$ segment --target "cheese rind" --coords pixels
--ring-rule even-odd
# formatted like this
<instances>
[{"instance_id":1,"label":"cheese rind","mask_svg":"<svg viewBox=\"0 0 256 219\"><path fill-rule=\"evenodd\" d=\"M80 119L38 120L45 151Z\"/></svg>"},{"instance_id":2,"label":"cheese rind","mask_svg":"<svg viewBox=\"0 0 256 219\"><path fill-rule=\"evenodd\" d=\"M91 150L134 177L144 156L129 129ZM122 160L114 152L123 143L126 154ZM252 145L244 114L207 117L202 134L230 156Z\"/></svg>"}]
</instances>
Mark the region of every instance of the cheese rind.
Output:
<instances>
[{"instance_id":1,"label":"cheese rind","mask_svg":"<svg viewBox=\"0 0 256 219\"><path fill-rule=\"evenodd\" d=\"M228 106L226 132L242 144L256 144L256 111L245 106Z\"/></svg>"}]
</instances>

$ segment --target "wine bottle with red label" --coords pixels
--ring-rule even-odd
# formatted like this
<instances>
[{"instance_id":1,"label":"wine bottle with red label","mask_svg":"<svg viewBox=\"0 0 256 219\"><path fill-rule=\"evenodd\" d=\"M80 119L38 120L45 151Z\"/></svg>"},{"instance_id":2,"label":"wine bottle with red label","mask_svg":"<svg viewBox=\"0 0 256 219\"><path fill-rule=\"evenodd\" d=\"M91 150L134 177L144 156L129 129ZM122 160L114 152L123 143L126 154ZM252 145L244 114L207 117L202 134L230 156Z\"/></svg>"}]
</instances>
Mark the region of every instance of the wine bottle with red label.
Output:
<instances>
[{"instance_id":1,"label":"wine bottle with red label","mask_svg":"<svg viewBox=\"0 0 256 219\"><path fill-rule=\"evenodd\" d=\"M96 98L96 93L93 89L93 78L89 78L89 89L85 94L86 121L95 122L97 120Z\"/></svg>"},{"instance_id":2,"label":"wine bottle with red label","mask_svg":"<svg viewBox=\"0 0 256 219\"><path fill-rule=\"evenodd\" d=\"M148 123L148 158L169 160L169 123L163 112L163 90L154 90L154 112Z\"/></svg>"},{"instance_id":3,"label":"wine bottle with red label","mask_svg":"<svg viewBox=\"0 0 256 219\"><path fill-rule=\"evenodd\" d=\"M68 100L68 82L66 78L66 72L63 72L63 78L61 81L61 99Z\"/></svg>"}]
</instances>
+===+
**Exercise prompt:**
Reproduce all of the rows above with "region" swapped for "area" wherever it occurs, changing nothing else.

**Written solution:**
$ segment --target "cheese rind" --coords pixels
--ring-rule even-odd
# formatted like this
<instances>
[{"instance_id":1,"label":"cheese rind","mask_svg":"<svg viewBox=\"0 0 256 219\"><path fill-rule=\"evenodd\" d=\"M80 119L38 120L45 151Z\"/></svg>"},{"instance_id":2,"label":"cheese rind","mask_svg":"<svg viewBox=\"0 0 256 219\"><path fill-rule=\"evenodd\" d=\"M91 150L134 177L144 156L129 129ZM122 160L114 152L123 143L126 154ZM252 145L244 114L207 117L202 134L230 156Z\"/></svg>"}]
</instances>
Mark the area of every instance of the cheese rind.
Output:
<instances>
[{"instance_id":1,"label":"cheese rind","mask_svg":"<svg viewBox=\"0 0 256 219\"><path fill-rule=\"evenodd\" d=\"M228 106L226 132L242 144L256 144L256 111L245 106Z\"/></svg>"}]
</instances>

$ segment --target "wine bottle with red label" --coords pixels
--ring-rule even-odd
# formatted like this
<instances>
[{"instance_id":1,"label":"wine bottle with red label","mask_svg":"<svg viewBox=\"0 0 256 219\"><path fill-rule=\"evenodd\" d=\"M80 119L38 120L45 151Z\"/></svg>"},{"instance_id":2,"label":"wine bottle with red label","mask_svg":"<svg viewBox=\"0 0 256 219\"><path fill-rule=\"evenodd\" d=\"M91 150L134 177L144 156L129 129ZM122 160L114 152L123 143L126 154ZM252 145L244 114L207 117L202 134L230 156Z\"/></svg>"}]
</instances>
Mark the area of every instance of the wine bottle with red label.
Output:
<instances>
[{"instance_id":1,"label":"wine bottle with red label","mask_svg":"<svg viewBox=\"0 0 256 219\"><path fill-rule=\"evenodd\" d=\"M96 98L96 93L93 89L93 78L89 78L89 89L85 94L86 121L95 122L97 120Z\"/></svg>"},{"instance_id":2,"label":"wine bottle with red label","mask_svg":"<svg viewBox=\"0 0 256 219\"><path fill-rule=\"evenodd\" d=\"M148 123L148 158L169 160L169 123L163 112L163 90L154 90L154 112Z\"/></svg>"},{"instance_id":3,"label":"wine bottle with red label","mask_svg":"<svg viewBox=\"0 0 256 219\"><path fill-rule=\"evenodd\" d=\"M68 100L68 82L66 78L66 72L63 72L63 78L61 81L61 99Z\"/></svg>"}]
</instances>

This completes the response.